▸ Description of the task: Show every line of the records that contains the word "white", copying each one in full.

▸ Data extract:
=-=-=
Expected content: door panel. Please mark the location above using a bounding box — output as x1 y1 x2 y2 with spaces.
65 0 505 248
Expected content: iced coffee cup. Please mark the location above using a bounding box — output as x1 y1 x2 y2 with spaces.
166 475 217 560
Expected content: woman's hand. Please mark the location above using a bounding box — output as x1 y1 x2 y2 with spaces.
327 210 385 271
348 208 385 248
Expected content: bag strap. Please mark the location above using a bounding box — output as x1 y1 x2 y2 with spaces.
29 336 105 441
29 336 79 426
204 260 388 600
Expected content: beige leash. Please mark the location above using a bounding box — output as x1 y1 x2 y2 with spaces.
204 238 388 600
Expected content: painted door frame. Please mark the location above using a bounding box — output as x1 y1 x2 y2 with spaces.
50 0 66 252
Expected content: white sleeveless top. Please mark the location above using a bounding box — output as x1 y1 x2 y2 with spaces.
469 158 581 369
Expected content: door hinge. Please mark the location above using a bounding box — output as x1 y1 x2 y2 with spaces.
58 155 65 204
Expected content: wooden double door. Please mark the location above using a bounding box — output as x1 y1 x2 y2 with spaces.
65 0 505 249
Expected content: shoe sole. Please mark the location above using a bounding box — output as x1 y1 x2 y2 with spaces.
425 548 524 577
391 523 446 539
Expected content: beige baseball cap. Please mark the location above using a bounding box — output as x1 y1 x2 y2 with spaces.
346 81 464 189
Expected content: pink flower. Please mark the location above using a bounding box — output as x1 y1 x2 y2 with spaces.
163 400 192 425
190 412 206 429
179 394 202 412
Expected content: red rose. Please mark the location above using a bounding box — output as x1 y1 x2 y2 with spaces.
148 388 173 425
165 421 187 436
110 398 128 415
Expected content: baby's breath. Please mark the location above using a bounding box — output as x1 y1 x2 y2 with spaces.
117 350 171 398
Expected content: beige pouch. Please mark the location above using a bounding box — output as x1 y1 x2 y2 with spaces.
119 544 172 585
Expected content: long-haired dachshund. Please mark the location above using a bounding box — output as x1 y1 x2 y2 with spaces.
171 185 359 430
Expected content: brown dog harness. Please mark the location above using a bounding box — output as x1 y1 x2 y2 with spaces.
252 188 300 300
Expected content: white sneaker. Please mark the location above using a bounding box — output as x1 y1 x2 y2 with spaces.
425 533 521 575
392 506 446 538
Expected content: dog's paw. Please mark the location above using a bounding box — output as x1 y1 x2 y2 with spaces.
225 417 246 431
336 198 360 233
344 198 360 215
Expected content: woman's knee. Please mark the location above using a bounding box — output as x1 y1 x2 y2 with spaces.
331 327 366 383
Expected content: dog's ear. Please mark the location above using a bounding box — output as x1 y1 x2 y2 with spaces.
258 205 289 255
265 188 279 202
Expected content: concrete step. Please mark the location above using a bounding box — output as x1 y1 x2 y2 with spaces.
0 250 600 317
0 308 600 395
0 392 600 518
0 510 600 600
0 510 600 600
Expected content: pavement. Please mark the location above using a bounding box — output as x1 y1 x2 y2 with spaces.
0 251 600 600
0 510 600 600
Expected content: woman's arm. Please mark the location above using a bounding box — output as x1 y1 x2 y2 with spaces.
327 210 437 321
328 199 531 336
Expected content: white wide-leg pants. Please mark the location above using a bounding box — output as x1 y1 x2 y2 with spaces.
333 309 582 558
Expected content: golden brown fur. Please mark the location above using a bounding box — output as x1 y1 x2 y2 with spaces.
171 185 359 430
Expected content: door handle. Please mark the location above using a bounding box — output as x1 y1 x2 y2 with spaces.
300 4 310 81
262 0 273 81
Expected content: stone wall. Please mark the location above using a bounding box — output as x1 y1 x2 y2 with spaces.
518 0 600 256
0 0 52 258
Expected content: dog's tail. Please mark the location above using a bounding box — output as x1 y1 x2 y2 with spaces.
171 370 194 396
=-=-=
▸ Worked solution:
Expected content: white sleeveless top. Please mark the location above using a bounding box — output as x1 y1 x2 y2 with spaces.
Expected content: white sneaker. Please mark the location above using a bounding box — output as x1 y1 x2 y2 with spaces.
Expected content: white wide-leg pants. Please mark the location above using a bounding box — output as x1 y1 x2 y2 with spaces.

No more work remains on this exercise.